### [What to work on]
Give back, unchanged, each line from the one containing "Target phrase: cruzcampo banner" through the last line of the entries below.

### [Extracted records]
● ● ● ●

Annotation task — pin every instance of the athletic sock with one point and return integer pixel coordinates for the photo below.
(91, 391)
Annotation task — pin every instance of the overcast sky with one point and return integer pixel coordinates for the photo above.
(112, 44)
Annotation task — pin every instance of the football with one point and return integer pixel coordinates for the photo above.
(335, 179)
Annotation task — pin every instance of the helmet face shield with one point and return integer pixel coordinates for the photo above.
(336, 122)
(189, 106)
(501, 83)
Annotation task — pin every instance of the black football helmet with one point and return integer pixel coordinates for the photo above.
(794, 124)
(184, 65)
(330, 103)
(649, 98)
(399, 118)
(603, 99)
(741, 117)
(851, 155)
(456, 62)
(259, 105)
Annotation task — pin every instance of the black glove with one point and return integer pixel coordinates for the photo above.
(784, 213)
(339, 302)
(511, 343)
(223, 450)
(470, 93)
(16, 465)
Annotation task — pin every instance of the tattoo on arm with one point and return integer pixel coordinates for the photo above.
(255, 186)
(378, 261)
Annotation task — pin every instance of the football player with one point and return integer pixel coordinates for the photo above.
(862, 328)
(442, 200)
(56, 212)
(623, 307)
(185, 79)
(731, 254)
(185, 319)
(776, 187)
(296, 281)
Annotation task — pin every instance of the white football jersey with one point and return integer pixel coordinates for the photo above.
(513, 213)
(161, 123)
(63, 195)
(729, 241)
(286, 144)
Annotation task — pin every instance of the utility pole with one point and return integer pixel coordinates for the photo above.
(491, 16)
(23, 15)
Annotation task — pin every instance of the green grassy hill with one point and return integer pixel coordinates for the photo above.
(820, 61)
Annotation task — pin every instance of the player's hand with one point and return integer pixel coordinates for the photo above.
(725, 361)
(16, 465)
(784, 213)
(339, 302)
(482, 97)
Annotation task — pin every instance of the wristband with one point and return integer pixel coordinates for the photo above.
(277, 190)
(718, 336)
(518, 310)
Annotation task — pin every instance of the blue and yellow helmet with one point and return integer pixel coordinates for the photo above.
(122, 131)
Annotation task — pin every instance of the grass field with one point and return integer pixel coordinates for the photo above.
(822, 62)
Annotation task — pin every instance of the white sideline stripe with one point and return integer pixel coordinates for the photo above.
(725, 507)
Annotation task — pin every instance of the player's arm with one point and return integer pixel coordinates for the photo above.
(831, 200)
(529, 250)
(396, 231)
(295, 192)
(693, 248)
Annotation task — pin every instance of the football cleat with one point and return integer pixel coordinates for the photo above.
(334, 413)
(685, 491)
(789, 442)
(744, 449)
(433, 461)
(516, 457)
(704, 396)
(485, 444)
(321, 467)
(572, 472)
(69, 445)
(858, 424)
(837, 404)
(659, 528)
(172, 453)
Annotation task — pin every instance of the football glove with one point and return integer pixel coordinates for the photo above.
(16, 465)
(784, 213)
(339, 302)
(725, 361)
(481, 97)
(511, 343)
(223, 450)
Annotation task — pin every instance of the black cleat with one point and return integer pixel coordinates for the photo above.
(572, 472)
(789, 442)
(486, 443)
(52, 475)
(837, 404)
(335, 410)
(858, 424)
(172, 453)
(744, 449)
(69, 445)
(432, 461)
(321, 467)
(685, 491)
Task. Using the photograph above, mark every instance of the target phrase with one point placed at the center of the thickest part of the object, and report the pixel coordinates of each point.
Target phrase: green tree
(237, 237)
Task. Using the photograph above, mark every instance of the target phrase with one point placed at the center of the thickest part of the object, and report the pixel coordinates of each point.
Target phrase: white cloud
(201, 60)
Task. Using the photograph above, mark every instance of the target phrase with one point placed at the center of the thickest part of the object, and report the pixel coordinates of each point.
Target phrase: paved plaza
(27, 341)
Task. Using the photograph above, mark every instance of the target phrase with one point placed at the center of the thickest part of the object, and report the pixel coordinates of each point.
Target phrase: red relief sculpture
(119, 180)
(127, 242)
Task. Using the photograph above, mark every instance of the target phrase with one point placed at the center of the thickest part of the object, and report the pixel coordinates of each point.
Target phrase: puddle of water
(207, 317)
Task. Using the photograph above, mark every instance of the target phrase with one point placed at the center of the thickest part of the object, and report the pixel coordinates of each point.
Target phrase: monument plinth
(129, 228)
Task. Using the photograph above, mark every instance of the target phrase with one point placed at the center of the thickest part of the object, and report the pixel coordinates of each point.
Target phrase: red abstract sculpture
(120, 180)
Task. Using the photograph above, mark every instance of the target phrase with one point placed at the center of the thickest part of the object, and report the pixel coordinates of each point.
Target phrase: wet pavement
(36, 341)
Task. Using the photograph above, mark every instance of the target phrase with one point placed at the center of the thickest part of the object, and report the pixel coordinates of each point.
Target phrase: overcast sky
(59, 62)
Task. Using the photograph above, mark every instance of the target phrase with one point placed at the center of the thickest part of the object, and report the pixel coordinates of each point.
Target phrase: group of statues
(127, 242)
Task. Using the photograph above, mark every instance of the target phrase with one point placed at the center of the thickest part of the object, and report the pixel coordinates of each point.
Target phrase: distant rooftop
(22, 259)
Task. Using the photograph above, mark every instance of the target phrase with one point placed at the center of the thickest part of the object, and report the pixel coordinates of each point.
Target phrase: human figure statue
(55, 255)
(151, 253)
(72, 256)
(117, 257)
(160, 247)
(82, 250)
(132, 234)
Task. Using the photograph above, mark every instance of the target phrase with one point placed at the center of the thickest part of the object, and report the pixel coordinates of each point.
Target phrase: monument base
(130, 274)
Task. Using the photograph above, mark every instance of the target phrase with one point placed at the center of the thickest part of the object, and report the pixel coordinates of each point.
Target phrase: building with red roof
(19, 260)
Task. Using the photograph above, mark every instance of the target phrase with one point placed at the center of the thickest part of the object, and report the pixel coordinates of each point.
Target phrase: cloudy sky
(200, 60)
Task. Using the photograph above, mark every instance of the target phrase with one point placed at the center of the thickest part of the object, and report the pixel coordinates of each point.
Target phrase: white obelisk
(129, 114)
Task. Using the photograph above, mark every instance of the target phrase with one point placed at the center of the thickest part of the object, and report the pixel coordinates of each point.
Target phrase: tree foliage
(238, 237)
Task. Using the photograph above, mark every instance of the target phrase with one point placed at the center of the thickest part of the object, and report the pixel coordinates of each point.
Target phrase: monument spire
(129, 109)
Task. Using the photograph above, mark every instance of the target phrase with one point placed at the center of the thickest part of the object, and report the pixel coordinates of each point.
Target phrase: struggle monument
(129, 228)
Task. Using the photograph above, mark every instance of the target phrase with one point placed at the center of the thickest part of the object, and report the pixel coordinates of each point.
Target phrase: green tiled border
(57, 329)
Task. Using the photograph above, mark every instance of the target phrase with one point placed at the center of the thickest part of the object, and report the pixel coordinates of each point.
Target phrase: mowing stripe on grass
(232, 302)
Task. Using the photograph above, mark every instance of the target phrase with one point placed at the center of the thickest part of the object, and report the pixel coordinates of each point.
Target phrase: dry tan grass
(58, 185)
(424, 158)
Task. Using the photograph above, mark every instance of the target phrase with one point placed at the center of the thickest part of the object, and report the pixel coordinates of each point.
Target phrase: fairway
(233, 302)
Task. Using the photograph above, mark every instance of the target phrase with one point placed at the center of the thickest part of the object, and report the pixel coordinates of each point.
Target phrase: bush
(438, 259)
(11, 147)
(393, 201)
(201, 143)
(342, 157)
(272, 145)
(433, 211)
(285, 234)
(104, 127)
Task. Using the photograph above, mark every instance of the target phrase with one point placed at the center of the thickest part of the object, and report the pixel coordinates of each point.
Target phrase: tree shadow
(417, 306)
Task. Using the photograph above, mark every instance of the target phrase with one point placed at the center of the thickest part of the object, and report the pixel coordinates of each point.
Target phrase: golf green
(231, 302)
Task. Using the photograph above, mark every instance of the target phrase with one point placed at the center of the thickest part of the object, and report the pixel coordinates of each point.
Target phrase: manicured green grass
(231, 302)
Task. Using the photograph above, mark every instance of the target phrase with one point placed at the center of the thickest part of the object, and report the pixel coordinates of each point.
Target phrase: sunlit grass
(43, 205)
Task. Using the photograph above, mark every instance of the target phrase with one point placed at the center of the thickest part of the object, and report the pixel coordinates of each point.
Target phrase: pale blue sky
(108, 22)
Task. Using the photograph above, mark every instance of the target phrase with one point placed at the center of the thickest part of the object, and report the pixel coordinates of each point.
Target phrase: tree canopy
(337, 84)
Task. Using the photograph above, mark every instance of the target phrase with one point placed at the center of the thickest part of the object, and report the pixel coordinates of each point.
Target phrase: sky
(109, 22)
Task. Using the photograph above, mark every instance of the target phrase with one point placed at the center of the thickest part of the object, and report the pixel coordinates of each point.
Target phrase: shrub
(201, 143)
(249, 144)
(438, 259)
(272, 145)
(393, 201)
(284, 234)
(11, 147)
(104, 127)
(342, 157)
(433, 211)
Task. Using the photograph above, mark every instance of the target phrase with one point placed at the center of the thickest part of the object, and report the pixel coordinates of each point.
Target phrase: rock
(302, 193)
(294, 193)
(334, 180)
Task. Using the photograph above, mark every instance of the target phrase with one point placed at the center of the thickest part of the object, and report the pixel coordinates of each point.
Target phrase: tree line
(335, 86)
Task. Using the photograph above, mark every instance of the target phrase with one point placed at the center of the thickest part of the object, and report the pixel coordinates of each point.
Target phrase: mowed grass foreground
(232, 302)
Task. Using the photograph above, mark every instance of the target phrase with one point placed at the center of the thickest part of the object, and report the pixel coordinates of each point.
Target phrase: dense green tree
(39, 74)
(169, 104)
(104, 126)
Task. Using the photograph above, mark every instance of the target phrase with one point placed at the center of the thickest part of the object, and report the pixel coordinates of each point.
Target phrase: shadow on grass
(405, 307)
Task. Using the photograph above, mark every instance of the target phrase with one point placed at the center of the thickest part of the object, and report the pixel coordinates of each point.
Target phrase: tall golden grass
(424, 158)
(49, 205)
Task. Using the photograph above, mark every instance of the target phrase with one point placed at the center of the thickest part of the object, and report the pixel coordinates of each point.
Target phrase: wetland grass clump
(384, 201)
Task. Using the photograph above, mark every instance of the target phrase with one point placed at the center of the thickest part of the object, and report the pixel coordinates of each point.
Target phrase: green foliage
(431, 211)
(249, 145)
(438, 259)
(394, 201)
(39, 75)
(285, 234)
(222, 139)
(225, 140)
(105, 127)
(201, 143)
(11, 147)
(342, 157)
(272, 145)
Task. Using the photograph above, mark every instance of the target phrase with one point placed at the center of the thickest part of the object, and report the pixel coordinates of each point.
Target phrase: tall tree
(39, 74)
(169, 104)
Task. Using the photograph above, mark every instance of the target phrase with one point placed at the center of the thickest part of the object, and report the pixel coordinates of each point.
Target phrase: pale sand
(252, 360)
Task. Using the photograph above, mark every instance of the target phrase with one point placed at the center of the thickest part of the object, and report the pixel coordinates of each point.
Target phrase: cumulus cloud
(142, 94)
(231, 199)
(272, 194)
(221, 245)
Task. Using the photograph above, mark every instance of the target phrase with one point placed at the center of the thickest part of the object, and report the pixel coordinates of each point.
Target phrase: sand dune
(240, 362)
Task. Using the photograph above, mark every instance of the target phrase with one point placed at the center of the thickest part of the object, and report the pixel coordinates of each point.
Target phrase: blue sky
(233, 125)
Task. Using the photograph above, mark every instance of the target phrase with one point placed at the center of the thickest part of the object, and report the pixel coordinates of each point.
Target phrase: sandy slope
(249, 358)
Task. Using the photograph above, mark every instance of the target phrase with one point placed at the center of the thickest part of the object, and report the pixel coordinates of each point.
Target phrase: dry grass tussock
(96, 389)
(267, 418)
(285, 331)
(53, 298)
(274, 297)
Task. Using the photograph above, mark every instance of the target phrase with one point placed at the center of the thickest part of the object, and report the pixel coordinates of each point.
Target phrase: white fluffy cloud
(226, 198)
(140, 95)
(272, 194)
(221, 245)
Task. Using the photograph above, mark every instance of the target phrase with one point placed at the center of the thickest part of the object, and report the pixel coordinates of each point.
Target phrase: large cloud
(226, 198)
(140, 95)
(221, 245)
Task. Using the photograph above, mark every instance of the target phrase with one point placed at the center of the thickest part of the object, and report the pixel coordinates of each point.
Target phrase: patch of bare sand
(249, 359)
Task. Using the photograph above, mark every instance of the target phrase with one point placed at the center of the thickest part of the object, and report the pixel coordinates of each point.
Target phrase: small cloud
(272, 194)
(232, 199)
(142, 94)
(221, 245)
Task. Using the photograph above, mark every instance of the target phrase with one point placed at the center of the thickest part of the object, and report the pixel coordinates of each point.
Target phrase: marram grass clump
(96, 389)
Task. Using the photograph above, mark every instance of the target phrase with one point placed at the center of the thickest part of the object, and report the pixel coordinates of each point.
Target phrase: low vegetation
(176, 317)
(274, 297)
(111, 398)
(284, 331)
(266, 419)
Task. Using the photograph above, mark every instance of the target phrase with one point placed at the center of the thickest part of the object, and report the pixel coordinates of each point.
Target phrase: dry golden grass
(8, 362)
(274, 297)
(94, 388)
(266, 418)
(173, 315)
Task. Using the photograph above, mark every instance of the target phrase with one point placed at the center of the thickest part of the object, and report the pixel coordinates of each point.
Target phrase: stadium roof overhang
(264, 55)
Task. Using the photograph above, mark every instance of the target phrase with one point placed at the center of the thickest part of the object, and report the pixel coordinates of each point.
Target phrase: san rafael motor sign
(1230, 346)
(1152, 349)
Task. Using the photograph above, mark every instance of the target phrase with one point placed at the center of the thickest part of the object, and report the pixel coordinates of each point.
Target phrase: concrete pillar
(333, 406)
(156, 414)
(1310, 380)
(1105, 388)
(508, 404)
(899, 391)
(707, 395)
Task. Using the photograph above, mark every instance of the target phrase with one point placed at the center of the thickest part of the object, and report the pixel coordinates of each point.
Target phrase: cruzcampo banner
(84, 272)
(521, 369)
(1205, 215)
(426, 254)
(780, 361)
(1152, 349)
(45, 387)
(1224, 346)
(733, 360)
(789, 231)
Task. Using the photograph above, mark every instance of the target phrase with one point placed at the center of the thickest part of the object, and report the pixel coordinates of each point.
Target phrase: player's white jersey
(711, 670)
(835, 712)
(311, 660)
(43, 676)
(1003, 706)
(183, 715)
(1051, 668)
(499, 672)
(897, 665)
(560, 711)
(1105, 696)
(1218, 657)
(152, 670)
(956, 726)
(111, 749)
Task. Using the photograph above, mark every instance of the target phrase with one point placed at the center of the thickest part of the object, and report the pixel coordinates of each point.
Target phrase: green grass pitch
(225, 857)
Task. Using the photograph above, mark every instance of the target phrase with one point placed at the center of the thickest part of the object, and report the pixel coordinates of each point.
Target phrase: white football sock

● ● ● ●

### [Task output]
Target phrase: cruzcampo banner
(84, 272)
(521, 369)
(1205, 215)
(426, 254)
(780, 361)
(1152, 349)
(45, 387)
(1224, 346)
(733, 360)
(789, 231)
Task. Using the photograph above, mark every instance of the target phrase with one point placed at the center of the thickest part of the object, and report the pixel coordinates of each point.
Target phrase: player's white jersey
(711, 670)
(835, 712)
(311, 660)
(43, 676)
(1003, 706)
(183, 715)
(1051, 668)
(499, 672)
(897, 665)
(560, 711)
(1105, 696)
(1218, 657)
(152, 670)
(956, 726)
(111, 749)
Task. Using the photograph above, mark every instance of the target phrase with one point placed at the center of the thickest part of the object, and report the pixel coordinates of each point.
Target phrase: green grass pitch
(225, 857)
Task. Using the photograph above, mark every instance of the target phrase with one point placed at the center of the thickest part of the object, and report the pixel coordinates of each point.
Target phrase: white football sock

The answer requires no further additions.